• [What to work on] Edit all of the records below so that "play diagram" becomes "floor plan" and nothing else changes. Leave the pictures out of your answer.

--------------------------------

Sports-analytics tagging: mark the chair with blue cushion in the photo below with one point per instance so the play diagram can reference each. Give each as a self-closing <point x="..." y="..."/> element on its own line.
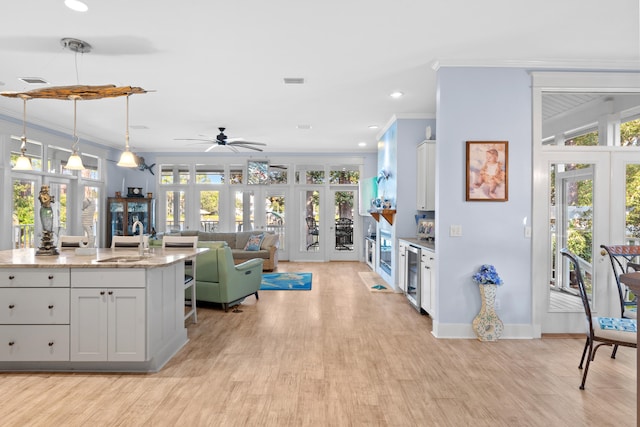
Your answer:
<point x="613" y="331"/>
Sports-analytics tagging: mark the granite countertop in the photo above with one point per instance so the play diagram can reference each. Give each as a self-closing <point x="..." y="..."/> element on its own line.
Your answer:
<point x="427" y="244"/>
<point x="103" y="258"/>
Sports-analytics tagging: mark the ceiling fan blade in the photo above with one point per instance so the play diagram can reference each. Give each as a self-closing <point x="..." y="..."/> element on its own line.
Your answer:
<point x="237" y="144"/>
<point x="192" y="139"/>
<point x="246" y="143"/>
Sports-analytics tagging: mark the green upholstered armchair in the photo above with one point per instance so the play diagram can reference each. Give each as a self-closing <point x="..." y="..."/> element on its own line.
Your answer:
<point x="219" y="280"/>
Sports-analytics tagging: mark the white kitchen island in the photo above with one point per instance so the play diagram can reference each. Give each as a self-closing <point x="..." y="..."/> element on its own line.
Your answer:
<point x="113" y="311"/>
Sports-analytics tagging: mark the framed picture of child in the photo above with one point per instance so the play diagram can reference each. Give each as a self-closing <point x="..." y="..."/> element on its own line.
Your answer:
<point x="487" y="171"/>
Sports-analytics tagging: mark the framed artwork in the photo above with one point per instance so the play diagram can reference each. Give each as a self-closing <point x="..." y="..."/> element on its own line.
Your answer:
<point x="257" y="172"/>
<point x="425" y="229"/>
<point x="487" y="171"/>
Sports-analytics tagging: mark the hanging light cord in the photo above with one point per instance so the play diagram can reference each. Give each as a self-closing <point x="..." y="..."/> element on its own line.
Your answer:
<point x="23" y="140"/>
<point x="74" y="148"/>
<point x="126" y="135"/>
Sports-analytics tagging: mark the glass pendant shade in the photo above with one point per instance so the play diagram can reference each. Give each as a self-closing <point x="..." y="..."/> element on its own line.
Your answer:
<point x="127" y="158"/>
<point x="75" y="161"/>
<point x="23" y="164"/>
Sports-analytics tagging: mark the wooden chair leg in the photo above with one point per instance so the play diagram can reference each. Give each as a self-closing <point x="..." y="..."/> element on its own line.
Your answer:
<point x="586" y="345"/>
<point x="586" y="368"/>
<point x="615" y="350"/>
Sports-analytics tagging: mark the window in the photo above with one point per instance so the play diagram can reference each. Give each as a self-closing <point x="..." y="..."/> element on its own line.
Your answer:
<point x="209" y="174"/>
<point x="278" y="174"/>
<point x="236" y="174"/>
<point x="344" y="175"/>
<point x="174" y="174"/>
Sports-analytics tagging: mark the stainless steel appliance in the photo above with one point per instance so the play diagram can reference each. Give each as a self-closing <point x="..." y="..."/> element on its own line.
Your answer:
<point x="412" y="275"/>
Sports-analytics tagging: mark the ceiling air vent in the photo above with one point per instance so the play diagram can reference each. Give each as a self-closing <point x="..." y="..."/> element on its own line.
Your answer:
<point x="293" y="80"/>
<point x="33" y="80"/>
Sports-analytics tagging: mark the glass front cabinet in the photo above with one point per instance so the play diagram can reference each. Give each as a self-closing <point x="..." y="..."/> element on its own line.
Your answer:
<point x="123" y="212"/>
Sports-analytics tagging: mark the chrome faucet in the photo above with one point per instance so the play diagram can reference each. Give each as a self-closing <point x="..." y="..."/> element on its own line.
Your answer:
<point x="141" y="231"/>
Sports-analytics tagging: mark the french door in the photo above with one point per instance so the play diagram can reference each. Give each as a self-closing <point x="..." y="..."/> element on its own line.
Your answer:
<point x="586" y="195"/>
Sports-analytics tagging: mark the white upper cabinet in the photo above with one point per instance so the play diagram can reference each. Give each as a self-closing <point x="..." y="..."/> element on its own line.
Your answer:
<point x="426" y="176"/>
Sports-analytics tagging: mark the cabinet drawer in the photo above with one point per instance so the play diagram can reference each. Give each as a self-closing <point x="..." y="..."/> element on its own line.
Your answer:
<point x="34" y="343"/>
<point x="33" y="306"/>
<point x="108" y="277"/>
<point x="34" y="278"/>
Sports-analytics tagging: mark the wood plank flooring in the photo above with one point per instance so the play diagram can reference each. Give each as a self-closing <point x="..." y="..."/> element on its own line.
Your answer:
<point x="337" y="355"/>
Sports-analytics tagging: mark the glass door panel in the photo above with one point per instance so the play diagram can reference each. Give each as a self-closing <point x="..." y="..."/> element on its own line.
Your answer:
<point x="174" y="210"/>
<point x="91" y="208"/>
<point x="23" y="214"/>
<point x="244" y="210"/>
<point x="311" y="237"/>
<point x="577" y="188"/>
<point x="209" y="210"/>
<point x="342" y="227"/>
<point x="275" y="207"/>
<point x="59" y="192"/>
<point x="572" y="202"/>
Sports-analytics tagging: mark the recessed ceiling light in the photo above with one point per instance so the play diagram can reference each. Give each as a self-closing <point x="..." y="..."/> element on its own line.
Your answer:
<point x="293" y="80"/>
<point x="33" y="80"/>
<point x="76" y="5"/>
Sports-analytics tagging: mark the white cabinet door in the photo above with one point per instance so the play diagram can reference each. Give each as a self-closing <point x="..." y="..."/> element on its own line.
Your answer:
<point x="402" y="265"/>
<point x="126" y="335"/>
<point x="108" y="324"/>
<point x="88" y="324"/>
<point x="427" y="279"/>
<point x="426" y="186"/>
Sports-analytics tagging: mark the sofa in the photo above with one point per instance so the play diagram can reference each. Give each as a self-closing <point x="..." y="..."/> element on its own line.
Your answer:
<point x="237" y="242"/>
<point x="220" y="280"/>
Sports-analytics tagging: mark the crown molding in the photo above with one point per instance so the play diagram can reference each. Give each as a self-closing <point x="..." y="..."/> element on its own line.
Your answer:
<point x="581" y="64"/>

--------------------------------

• [Complete answer]
Sports-analytics tagging: mark the chair with blue cushion in the photo below with one point per instance so the floor plan can reference each. Give each as a self-closing <point x="..." y="..."/> element on its own line.
Your answer:
<point x="613" y="331"/>
Sports-analytics tagging: mark the granite countertop in the photo above with one point per instance so the floor plan can reference each. Give each as a self-closing <point x="..." y="..."/> element on its own line.
Your answer:
<point x="427" y="244"/>
<point x="103" y="258"/>
Sports-analytics tagging: mark the ceiling fan blade in the photo above with one point per instance so the floor plan can reference each. Give each as a self-closing <point x="..." y="..."/> element on its own line.
Your answer:
<point x="237" y="144"/>
<point x="192" y="139"/>
<point x="246" y="143"/>
Sports-analytics tagging: mark the green upholstered armchair in the photo above with one point per instance so the floor plan can reference each. Give each as a self-closing <point x="..." y="..."/> element on its own line.
Your answer:
<point x="219" y="280"/>
Sports-analytics tagging: mark the white kitchen island in the photo above with one point per instance so the floor plan can reference each. Give each as a self-closing <point x="..." y="..."/> element on its own line.
Your answer:
<point x="113" y="311"/>
Sports-analytics tagging: mark the framed picture of child in the photo above with one point per instance so the floor plan can reference each. Give each as a self-closing <point x="..." y="..."/> element on its own line.
Your answer:
<point x="487" y="171"/>
Sports-analytics tagging: mark the framed artwork in the photo above with one point per instance so the floor plan can reference each. Give each as a self-closing <point x="..." y="..."/> element on its own line.
Your answer:
<point x="257" y="172"/>
<point x="425" y="229"/>
<point x="487" y="171"/>
Sports-analytics tagging: mark the hanging light cord in the photo above with one point per instance so the floor plan can reference each. Give each as a self-closing <point x="..." y="..."/> element on its own line.
Your answer:
<point x="23" y="140"/>
<point x="74" y="148"/>
<point x="126" y="135"/>
Sports-analytics tagging: mark the glass pendant shade in the photo above with one point per instance so the floor plan can reference each. Give each as a self-closing <point x="..." y="..."/> element on its own line.
Your answer:
<point x="127" y="158"/>
<point x="75" y="161"/>
<point x="23" y="164"/>
Sports-analytics tagging: mark the wooden chair leg in the photo above with one point per instance so the floor plan can reference each. Give each as a self-closing <point x="..." y="..."/> element on its own line.
Your answer:
<point x="586" y="345"/>
<point x="586" y="368"/>
<point x="615" y="350"/>
Sports-analytics tagging: mark the window in the photo above with one point per instance so the floor plan can reference each. Give each as a self-closing <point x="..." y="..."/> element on its own line.
Your answer:
<point x="209" y="174"/>
<point x="278" y="174"/>
<point x="236" y="174"/>
<point x="344" y="175"/>
<point x="174" y="174"/>
Sports-analytics tagging: mark the stainless steel appliance in the photo above with one point per instance so the floor plan can reference each. Give each as a self-closing <point x="..." y="..."/> element on its own line.
Your answer:
<point x="412" y="275"/>
Sports-analytics tagging: mark the ceiling air vent in the photo above with one point per instance so the floor plan can reference each. Give each as a self-closing <point x="..." y="..."/> element on its own line.
Your answer:
<point x="293" y="80"/>
<point x="33" y="80"/>
Sports-analytics tagging: mark the glass front cabinet in the photo above with one point per instance so the floor plan can reference each. Give each as a self-closing <point x="..." y="..."/> element on its own line.
Your answer:
<point x="123" y="212"/>
Sports-analytics tagging: mark the chrome faucet in the photo above with one point per instance so the floor plan can reference each. Give each as a self-closing <point x="..." y="..."/> element on its own line.
Your answer:
<point x="141" y="231"/>
Sports-analytics tagging: mark the french door in the photo above with one point per instance so the floor plan can reference each. Give each as a self-closing <point x="..." y="..."/> element on its own line.
Your answer:
<point x="586" y="195"/>
Sports-analytics tagging: mark the white upper cabinet in the photo above with one point per instance so the floor plan can reference each. Give each as a self-closing <point x="..." y="..."/> element on its own line.
Your answer:
<point x="426" y="176"/>
Sports-analytics tagging: mark the cabinet drawer in the photo above with one point per instance so the floor plan can reference each. Give each as a self-closing <point x="..." y="..."/> element on its own line.
Your answer:
<point x="34" y="343"/>
<point x="33" y="306"/>
<point x="108" y="277"/>
<point x="34" y="278"/>
Sports-analytics tagging: mark the wood plank flooring in the photo above with one point per instance so the floor plan can reference each. Give each as a self-closing <point x="..." y="..."/> element on its own line.
Your answer:
<point x="337" y="355"/>
Sports-analytics tagging: mark the glass door panel in the photo above with one point per instance so the floor plan can reference each. Give each as a self-closing <point x="..." y="..."/> element on its own line.
Your answer:
<point x="174" y="210"/>
<point x="91" y="208"/>
<point x="23" y="214"/>
<point x="244" y="210"/>
<point x="311" y="237"/>
<point x="577" y="188"/>
<point x="209" y="210"/>
<point x="342" y="227"/>
<point x="275" y="207"/>
<point x="59" y="192"/>
<point x="572" y="202"/>
Sports-analytics tagging: mark the recessed ceiling light in the photo above with one point per instance so the floor plan can reference each. Give each as a self-closing <point x="..." y="..."/> element on its own line.
Your answer:
<point x="293" y="80"/>
<point x="33" y="80"/>
<point x="76" y="5"/>
Sports-analytics tagging: mark the white cabinet door in the photo above with one point per instance so the floor plan can reference each. Give each as a self-closing <point x="..." y="..."/> element on its own line.
Your answer:
<point x="402" y="265"/>
<point x="126" y="335"/>
<point x="108" y="324"/>
<point x="88" y="324"/>
<point x="427" y="279"/>
<point x="426" y="186"/>
Sports-analytics tagging: mark the sofa in the photo above with one point per instance so the floor plan can reference each. Give each as a self-closing <point x="..." y="..."/> element on its own line.
Your answer:
<point x="237" y="242"/>
<point x="220" y="280"/>
Sports-analytics tagging: mark the crown molding in the photo above with one point per instance so the floor plan can reference each. Give each as a self-closing <point x="..." y="..."/> element on its own line.
Your answer:
<point x="581" y="64"/>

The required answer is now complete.